Problem to work on: Copy the items below, from the first line through the line that contains "box: [1009, 248, 1081, 733]", and swap every "optional" for "voluntary". Leave everything else unchanged.

Data for the task:
================
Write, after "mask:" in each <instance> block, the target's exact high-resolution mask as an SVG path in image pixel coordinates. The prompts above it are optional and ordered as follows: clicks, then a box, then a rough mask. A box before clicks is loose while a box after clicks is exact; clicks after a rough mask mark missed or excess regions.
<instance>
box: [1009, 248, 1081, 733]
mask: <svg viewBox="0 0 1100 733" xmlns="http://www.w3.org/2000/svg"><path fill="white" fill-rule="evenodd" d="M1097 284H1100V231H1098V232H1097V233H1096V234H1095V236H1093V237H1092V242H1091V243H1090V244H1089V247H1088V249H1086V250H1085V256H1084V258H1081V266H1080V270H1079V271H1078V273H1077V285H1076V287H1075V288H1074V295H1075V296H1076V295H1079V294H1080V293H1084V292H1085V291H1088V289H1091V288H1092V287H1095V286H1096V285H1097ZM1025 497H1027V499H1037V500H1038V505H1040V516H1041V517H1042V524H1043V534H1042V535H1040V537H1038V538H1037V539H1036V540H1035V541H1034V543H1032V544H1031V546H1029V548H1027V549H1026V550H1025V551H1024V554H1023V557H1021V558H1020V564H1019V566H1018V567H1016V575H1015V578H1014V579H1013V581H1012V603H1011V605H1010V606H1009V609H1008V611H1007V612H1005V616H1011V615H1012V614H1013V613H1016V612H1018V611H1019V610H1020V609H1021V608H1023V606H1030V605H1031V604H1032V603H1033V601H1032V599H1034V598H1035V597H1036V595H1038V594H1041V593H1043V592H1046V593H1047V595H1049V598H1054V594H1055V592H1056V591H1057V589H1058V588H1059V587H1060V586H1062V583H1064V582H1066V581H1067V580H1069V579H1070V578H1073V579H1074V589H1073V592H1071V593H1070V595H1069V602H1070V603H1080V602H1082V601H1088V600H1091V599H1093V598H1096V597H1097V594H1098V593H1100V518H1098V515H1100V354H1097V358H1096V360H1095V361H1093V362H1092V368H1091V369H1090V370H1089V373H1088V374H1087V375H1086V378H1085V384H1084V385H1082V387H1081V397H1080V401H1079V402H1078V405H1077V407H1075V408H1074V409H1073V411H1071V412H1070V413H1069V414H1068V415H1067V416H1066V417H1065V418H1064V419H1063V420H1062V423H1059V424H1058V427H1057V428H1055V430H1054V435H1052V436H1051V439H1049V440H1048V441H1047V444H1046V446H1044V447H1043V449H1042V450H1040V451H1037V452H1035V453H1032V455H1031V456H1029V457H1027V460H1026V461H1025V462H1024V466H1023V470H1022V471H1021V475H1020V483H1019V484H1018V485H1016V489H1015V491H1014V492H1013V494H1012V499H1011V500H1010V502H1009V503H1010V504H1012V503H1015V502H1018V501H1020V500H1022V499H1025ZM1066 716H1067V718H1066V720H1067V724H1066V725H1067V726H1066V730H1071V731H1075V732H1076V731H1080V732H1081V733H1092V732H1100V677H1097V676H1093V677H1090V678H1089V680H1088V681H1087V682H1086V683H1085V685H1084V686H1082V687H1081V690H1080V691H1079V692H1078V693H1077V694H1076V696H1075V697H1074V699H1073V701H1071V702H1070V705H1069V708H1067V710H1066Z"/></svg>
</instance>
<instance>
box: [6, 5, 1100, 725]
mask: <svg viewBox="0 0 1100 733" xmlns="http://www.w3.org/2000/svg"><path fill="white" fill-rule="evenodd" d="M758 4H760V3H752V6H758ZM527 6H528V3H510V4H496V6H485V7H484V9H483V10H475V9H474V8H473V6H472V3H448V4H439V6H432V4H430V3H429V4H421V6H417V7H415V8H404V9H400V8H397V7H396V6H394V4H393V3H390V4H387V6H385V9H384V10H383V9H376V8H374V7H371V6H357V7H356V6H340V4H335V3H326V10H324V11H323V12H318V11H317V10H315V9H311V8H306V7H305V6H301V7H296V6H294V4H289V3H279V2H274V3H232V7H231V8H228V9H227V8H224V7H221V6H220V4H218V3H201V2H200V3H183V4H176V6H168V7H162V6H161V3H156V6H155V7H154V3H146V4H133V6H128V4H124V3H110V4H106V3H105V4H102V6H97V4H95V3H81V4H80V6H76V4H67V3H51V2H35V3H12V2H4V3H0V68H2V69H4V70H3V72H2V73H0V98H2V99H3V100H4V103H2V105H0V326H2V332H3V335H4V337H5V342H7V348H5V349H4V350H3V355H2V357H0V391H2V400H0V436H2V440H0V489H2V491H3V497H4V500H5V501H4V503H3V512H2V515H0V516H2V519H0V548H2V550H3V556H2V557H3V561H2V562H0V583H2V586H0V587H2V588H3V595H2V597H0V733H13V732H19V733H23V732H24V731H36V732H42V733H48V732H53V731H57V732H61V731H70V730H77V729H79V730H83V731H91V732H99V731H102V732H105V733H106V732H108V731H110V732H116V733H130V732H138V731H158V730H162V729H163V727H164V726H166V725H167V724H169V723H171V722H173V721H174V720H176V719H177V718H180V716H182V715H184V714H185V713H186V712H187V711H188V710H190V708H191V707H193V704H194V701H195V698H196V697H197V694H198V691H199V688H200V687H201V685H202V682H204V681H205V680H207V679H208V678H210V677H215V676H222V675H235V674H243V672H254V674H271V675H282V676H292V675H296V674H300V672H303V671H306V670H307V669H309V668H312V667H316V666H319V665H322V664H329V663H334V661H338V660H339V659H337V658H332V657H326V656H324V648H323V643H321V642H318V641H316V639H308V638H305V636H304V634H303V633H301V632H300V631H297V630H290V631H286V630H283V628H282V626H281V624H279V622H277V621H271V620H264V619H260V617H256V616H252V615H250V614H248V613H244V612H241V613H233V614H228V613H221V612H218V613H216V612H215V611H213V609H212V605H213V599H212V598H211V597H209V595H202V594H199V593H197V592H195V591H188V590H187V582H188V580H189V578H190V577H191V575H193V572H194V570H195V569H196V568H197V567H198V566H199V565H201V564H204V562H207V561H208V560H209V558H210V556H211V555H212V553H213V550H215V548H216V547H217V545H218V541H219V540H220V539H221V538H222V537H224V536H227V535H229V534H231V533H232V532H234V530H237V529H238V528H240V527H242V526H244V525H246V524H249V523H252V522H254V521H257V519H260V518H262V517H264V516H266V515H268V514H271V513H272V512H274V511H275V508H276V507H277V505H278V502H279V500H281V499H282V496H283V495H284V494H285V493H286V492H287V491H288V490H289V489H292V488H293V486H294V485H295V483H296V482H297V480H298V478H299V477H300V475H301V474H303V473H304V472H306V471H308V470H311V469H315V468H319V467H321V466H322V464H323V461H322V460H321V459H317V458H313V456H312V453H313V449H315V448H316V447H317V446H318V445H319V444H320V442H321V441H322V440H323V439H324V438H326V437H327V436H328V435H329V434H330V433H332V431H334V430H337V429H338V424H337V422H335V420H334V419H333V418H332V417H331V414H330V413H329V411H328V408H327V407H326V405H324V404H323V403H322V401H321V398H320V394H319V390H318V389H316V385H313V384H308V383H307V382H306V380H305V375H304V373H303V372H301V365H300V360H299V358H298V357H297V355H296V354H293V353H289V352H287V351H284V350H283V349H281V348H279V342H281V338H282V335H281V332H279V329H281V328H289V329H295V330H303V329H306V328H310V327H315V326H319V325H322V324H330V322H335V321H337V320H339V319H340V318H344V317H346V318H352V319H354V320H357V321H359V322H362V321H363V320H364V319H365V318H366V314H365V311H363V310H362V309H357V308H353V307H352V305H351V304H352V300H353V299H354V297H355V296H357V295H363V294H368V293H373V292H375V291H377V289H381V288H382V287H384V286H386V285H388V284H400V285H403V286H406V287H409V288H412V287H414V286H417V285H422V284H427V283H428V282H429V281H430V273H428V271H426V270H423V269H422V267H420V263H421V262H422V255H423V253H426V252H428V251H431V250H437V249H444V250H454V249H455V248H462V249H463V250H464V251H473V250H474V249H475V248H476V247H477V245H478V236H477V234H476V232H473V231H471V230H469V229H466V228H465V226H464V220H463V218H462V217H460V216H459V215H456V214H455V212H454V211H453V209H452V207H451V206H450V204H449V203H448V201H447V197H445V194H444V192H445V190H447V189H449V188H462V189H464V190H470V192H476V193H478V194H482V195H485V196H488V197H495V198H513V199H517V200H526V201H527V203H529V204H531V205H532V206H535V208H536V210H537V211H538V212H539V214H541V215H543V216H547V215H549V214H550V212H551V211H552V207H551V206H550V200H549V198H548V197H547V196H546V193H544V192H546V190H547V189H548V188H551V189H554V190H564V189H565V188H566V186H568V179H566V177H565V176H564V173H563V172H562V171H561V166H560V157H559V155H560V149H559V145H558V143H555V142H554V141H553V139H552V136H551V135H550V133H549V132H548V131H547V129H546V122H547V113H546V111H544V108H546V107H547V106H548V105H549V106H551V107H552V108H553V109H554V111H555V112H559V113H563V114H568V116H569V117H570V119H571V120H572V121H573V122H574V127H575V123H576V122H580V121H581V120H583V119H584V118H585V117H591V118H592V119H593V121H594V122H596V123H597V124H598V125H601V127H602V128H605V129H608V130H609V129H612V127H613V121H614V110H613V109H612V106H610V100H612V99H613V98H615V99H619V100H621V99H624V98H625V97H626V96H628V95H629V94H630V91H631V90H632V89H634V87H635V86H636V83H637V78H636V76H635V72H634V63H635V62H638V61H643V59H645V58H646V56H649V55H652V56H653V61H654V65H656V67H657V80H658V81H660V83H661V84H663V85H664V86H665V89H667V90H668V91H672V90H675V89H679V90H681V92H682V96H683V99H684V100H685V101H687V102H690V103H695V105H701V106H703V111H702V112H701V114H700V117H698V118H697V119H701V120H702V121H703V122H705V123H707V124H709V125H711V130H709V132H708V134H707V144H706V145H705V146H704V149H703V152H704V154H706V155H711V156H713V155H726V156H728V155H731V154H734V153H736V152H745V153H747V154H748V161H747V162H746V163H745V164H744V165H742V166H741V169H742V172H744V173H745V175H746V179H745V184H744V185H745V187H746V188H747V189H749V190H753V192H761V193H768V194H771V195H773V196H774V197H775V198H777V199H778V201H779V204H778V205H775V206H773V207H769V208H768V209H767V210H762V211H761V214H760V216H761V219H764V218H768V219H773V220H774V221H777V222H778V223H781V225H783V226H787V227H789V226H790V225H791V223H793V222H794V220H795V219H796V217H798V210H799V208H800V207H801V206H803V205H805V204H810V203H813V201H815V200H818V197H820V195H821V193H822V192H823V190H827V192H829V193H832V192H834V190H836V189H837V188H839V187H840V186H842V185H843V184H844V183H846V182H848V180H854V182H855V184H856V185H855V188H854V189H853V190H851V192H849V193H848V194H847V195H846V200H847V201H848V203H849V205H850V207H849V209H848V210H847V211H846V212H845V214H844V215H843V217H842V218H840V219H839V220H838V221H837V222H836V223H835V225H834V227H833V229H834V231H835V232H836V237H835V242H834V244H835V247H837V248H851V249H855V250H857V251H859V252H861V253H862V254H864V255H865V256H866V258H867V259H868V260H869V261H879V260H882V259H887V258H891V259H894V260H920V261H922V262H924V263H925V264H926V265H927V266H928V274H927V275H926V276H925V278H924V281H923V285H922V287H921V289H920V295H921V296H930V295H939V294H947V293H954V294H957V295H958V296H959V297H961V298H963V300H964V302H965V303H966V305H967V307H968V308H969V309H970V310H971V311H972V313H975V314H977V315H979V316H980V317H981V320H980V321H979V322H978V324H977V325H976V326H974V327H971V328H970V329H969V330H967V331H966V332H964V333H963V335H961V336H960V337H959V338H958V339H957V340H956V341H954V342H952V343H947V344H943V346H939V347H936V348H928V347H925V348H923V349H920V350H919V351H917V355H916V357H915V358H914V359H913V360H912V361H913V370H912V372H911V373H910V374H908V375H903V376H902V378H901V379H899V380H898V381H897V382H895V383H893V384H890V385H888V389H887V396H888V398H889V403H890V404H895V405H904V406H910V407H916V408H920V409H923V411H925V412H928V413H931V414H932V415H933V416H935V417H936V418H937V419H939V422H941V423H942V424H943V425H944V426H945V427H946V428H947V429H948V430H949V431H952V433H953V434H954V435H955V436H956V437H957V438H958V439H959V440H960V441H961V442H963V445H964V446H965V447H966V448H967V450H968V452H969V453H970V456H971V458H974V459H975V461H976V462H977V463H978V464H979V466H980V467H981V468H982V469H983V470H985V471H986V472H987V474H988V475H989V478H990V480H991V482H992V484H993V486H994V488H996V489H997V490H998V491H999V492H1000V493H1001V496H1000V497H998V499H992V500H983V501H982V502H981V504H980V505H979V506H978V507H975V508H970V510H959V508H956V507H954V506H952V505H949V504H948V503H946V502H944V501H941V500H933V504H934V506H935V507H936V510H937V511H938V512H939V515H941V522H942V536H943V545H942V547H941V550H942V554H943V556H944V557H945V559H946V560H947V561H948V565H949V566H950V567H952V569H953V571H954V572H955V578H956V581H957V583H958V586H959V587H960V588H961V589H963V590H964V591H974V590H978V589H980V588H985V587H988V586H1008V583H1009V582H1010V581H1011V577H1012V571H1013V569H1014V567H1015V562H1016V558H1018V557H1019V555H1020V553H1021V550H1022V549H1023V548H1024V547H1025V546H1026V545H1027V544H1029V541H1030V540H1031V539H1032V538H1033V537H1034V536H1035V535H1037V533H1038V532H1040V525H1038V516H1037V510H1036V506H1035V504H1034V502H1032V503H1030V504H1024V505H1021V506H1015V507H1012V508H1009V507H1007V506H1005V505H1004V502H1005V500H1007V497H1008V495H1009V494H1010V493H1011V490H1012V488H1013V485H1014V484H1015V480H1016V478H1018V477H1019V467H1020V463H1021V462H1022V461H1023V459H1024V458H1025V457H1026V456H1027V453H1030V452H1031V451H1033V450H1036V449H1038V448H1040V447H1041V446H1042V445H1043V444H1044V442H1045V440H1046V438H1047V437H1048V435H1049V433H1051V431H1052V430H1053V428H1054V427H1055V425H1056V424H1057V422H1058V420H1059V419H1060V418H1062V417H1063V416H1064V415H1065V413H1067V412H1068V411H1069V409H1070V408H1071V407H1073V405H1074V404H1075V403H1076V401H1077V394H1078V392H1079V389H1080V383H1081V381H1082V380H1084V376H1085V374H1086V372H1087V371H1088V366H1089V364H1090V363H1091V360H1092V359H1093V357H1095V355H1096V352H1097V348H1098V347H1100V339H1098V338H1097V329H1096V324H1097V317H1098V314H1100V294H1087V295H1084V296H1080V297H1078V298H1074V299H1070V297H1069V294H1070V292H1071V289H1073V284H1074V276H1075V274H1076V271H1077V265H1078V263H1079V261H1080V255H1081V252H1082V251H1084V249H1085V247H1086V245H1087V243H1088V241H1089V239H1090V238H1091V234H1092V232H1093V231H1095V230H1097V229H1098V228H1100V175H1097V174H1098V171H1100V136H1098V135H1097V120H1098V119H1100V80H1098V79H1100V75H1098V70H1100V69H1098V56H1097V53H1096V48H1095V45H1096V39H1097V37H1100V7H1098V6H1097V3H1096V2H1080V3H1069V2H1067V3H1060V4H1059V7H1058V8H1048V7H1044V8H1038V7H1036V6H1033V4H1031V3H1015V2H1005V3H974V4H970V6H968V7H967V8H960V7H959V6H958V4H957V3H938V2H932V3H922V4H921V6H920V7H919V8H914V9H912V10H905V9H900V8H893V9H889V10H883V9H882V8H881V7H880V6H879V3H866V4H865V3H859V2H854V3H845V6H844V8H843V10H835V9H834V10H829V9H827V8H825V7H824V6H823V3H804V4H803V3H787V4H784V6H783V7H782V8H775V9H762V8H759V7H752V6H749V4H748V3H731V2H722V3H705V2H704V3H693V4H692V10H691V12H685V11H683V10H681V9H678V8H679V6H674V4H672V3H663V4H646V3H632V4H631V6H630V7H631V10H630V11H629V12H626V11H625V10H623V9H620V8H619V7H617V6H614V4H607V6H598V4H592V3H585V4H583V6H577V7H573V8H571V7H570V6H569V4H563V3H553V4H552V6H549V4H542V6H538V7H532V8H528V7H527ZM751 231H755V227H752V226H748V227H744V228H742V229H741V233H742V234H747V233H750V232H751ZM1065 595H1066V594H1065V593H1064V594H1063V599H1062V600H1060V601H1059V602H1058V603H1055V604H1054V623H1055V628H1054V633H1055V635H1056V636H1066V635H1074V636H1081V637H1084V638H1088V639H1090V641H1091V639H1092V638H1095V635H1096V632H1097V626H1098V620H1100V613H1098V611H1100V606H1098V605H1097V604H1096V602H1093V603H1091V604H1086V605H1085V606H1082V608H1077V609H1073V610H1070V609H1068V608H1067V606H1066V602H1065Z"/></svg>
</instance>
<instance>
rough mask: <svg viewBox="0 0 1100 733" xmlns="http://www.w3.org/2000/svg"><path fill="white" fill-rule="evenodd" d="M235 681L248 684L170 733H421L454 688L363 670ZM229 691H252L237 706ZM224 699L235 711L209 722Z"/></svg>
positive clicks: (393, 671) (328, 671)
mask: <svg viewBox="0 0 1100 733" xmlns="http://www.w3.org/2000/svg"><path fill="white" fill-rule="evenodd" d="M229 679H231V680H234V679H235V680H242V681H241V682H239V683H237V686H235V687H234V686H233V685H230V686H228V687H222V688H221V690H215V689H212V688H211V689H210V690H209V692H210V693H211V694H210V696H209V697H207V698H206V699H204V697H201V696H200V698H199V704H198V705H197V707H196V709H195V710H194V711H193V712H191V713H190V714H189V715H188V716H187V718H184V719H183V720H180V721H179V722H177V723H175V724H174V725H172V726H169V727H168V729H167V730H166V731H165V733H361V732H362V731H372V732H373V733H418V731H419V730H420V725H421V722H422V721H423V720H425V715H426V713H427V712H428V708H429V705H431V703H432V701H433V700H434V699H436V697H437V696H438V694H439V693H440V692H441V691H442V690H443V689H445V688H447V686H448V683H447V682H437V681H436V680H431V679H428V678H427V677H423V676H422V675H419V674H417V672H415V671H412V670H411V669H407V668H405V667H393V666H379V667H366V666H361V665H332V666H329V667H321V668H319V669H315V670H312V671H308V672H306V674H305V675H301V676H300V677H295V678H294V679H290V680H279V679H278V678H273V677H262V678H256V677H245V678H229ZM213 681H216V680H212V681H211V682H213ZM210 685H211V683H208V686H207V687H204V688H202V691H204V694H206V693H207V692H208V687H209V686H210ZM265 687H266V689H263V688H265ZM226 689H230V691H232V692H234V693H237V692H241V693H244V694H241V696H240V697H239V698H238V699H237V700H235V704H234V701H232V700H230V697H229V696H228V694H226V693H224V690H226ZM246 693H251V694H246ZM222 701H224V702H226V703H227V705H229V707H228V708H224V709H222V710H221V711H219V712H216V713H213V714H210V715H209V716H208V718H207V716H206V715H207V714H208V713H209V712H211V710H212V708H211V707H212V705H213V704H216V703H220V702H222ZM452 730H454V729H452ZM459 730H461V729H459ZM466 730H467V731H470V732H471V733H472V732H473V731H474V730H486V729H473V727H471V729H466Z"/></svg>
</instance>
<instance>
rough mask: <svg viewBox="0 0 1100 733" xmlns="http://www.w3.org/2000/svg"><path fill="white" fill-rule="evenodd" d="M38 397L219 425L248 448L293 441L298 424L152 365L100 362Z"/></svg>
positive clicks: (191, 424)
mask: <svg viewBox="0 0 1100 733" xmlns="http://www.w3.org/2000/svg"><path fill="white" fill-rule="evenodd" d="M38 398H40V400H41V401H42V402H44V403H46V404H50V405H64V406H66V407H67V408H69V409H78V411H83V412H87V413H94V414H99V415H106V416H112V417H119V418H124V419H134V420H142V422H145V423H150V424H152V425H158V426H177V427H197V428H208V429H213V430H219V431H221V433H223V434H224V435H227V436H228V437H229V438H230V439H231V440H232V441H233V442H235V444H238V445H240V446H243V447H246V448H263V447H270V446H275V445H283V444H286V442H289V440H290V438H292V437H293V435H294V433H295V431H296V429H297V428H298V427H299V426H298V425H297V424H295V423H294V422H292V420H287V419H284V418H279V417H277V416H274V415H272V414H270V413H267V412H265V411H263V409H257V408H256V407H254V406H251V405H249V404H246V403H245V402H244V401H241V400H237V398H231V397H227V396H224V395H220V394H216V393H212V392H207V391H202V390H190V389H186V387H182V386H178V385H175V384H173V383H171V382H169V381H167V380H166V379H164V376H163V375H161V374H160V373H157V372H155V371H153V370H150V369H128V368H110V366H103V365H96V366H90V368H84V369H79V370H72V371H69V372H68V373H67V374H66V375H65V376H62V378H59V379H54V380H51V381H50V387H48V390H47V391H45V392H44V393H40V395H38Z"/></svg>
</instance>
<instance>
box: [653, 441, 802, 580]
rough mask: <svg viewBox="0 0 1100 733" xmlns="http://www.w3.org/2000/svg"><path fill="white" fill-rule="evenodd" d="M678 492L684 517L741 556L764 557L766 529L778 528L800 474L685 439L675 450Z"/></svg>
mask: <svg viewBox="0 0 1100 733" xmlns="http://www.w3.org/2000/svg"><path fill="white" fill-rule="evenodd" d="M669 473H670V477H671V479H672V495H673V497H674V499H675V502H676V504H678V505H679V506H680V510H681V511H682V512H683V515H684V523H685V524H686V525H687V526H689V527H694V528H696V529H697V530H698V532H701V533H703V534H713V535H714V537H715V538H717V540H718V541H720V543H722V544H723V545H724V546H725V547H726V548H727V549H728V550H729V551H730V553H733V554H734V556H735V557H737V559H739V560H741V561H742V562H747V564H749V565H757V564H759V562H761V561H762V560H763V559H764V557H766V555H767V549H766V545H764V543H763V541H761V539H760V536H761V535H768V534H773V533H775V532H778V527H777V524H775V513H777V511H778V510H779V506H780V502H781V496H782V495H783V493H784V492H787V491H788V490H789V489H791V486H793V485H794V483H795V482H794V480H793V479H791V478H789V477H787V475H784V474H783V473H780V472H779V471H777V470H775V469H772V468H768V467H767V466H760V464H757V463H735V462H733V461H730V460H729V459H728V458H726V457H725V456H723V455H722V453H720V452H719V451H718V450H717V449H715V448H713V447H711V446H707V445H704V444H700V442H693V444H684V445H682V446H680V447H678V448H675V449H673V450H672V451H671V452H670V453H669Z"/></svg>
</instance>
================
Your solution:
Write, after "mask:" in each <instance> block, the target's exact high-resolution mask as an SVG path in image pixel coordinates. The prompts above it are voluntary and ordered as follows: clicks, then a box, then a rough mask. A box before clicks is loose while a box after clicks is exact; clicks after a rough mask mark missed or excess regions.
<instance>
box: [1009, 248, 1081, 733]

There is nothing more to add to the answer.